- 文档片段:
================================

丁朝民
当春风抖落最后一瓣梅花,梅林便真的成为林了。与远处村庄的树木无异,一味地乌泱泱地伸出茂密的枝叶,弄出成片成片厚实的阴凉。
花开是震撼的喧闹。结果是意外的惊喜。发现梅果的那日,下着小雨,我们一行人。轻雨寻梅,倒有些古人的浪漫了。沿着幽静小路一直走到尽头,梅林便在眼前了。
地上湿漉漉的,梅林空地上长出一层密密麻麻的草,不算荒芜,但草上满是雨水结成的水珠。坐在车里,隔窗而望。梅林的颜色比天空的要好,枝叶总能摆脱细密小雨的缠绕,油油地发着亮光,但车窗却对小雨毫无还手之力,一点一点沦陷,隔绝我与外面的世界。对车窗,我并无怨言,至少它帮我抵御了风雨。我总不能要求它自己擦拭那些天上掉下来的雨水吧。它已经够可怜了。

================================

- 数据记录:
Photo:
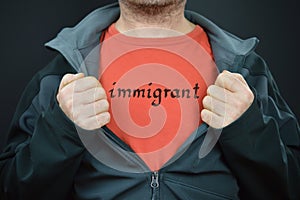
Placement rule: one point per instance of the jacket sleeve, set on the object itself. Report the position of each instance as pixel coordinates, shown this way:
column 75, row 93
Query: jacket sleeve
column 43, row 150
column 263, row 146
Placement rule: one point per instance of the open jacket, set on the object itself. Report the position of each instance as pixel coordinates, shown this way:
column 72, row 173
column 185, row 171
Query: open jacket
column 256, row 157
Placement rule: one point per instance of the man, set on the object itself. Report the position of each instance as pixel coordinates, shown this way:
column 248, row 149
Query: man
column 69, row 137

================================

- 待完成任务:
1. 根据这篇写梅林的文章回答：
(a) 最后一瓣梅花是被什么抖落的？
(b) 发现梅果的那天是什么天气？
(c) 梅林空地上长出了什么？
2. 照抄这篇写梅林的文章中从“花开是震撼的喧闹。结果是意外”到“来的雨水吧。它已经够可怜了。”之间的文字，首尾两处都包括在内。

- 参考答案:
1.
(a) 春风。
(b) 下着小雨。
(c) 一层密密麻麻的草。

2.
花开是震撼的喧闹。结果是意外的惊喜。发现梅果的那日,下着小雨,我们一行人。轻雨寻梅,倒有些古人的浪漫了。沿着幽静小路一直走到尽头,梅林便在眼前了。
地上湿漉漉的,梅林空地上长出一层密密麻麻的草,不算荒芜,但草上满是雨水结成的水珠。坐在车里,隔窗而望。梅林的颜色比天空的要好,枝叶总能摆脱细密小雨的缠绕,油油地发着亮光,但车窗却对小雨毫无还手之力,一点一点沦陷,隔绝我与外面的世界。对车窗,我并无怨言,至少它帮我抵御了风雨。我总不能要求它自己擦拭那些天上掉下来的雨水吧。它已经够可怜了。